**Task instructions:** Count the lines in the records below that contain the word "brick", and reply with that number alone.

Region annotation entries

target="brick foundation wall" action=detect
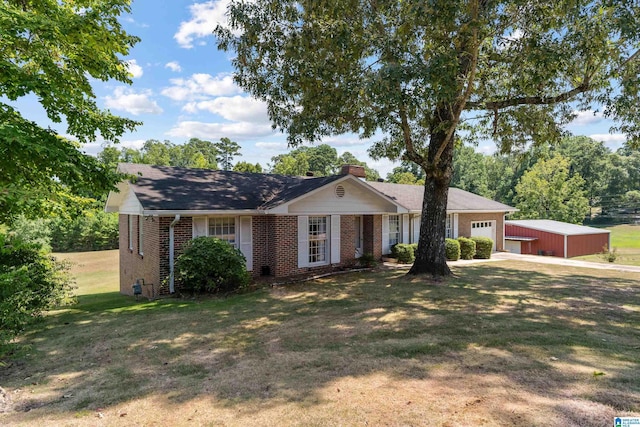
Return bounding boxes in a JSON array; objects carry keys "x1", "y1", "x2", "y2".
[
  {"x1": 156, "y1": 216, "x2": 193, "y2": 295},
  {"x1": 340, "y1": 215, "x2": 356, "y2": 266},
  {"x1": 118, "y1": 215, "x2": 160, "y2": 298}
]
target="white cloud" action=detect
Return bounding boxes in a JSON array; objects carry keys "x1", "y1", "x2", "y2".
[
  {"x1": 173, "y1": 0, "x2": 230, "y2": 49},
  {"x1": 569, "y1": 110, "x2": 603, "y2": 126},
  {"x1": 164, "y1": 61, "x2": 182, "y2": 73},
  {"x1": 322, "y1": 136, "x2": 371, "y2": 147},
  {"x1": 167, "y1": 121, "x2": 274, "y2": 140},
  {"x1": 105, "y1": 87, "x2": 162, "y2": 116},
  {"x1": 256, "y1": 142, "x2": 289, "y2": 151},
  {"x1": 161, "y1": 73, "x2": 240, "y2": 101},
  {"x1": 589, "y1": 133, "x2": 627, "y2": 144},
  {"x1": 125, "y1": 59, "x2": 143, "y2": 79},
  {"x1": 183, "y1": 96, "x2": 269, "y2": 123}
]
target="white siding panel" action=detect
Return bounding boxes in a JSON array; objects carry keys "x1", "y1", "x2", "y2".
---
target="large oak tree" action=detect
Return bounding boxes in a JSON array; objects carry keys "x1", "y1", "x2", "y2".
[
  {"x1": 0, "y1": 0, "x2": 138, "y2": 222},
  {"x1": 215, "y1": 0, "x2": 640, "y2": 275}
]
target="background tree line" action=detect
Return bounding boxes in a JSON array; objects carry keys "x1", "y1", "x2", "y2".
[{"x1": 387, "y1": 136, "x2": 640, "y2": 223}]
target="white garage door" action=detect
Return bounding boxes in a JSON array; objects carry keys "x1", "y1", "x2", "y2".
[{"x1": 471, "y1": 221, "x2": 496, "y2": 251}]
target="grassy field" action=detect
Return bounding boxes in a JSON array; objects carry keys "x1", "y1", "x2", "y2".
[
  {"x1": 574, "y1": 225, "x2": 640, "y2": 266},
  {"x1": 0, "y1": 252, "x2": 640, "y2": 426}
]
* * *
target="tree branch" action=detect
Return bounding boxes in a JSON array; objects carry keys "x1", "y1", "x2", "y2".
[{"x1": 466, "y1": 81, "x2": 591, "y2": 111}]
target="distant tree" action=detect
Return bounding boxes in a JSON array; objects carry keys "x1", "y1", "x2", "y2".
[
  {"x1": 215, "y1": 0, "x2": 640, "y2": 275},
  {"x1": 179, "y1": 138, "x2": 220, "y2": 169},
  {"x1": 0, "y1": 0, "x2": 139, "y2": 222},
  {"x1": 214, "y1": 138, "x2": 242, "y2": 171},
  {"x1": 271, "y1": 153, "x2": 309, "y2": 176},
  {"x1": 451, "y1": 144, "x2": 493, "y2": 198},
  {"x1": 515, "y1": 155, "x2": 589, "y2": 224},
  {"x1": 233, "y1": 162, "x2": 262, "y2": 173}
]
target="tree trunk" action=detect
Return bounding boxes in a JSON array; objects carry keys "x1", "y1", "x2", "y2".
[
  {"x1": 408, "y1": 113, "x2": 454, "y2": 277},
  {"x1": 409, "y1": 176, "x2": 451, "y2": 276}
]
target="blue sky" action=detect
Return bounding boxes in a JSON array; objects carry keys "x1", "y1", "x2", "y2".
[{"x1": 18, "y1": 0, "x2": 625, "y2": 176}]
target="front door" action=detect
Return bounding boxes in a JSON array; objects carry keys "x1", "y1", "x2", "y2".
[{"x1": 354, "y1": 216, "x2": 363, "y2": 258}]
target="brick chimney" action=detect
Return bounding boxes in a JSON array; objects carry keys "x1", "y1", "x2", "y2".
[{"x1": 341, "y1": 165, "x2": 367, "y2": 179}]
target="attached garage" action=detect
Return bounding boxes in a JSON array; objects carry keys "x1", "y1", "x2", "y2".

**Correct answer:** 2